MATERIAL TO PROCESS ▸
begin
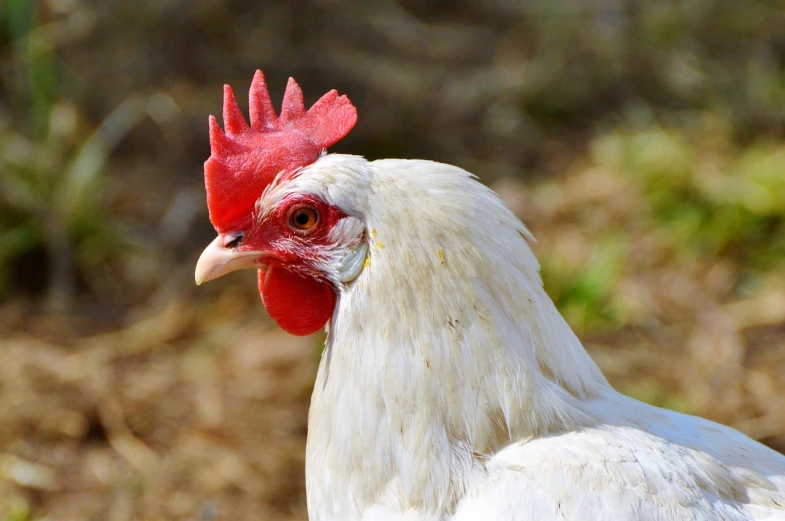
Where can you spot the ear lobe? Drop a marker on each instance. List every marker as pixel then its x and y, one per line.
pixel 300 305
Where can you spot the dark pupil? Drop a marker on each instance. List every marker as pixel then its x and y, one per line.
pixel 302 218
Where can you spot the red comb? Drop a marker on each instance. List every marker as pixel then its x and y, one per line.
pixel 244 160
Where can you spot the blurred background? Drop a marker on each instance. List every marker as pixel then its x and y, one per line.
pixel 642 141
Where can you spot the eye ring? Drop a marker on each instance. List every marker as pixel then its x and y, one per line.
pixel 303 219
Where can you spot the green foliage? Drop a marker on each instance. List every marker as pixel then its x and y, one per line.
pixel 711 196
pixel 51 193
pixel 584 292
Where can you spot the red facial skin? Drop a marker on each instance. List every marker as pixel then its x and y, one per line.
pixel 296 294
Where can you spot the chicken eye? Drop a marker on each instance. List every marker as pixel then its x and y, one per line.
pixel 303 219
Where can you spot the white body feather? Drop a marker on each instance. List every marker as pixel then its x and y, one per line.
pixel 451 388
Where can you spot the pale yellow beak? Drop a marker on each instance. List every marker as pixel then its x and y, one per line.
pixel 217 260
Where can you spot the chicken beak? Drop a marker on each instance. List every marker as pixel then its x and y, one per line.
end
begin
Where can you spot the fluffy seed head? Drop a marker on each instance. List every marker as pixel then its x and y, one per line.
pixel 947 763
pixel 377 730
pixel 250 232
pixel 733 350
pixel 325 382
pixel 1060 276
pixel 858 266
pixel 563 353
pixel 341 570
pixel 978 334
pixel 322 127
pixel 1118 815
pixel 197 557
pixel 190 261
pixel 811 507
end
PROBLEM ▸ Quote the entries verbatim, starting at the line containing "Where can you spot the red comb?" and ending at the line containing "Where can you spot the chicken beak?", with both of those lines included.

PROBLEM SOLUTION ▸
Where can you spot the red comb? Drop a marker on each instance. List every marker as pixel then its x and y, one per line.
pixel 244 160
Where can you spot the blurred background? Drop a marker on each instance. List every marker as pixel then its x and y, one per line.
pixel 642 141
Where can you spot the eye ring? Drop a marker on each instance. List every marker as pixel then its x and y, one per line.
pixel 303 219
Where can you spot the green foliage? Drop a marker on each instance. List every marker as pixel then its x and y, one per line.
pixel 711 196
pixel 51 193
pixel 584 292
Where can you spot the red facial skin? Drop a marker on each instance. List every marker as pixel then its x and y, one per line.
pixel 296 294
Where can you spot the chicken eye? Drop a marker on each instance. List every marker as pixel then its x and y, one per line.
pixel 303 219
Where can you spot the white body feather? Drop a marker on each instance. List every marker as pixel then its x and y, one per line.
pixel 451 388
Where can you spot the pale yellow beak? Drop a marker on each instance. List every marker as pixel then its x and y, one per line.
pixel 217 260
Where can you spot the chicken beak? Drop a marker on each instance. List every marker as pixel then its x and y, one per line.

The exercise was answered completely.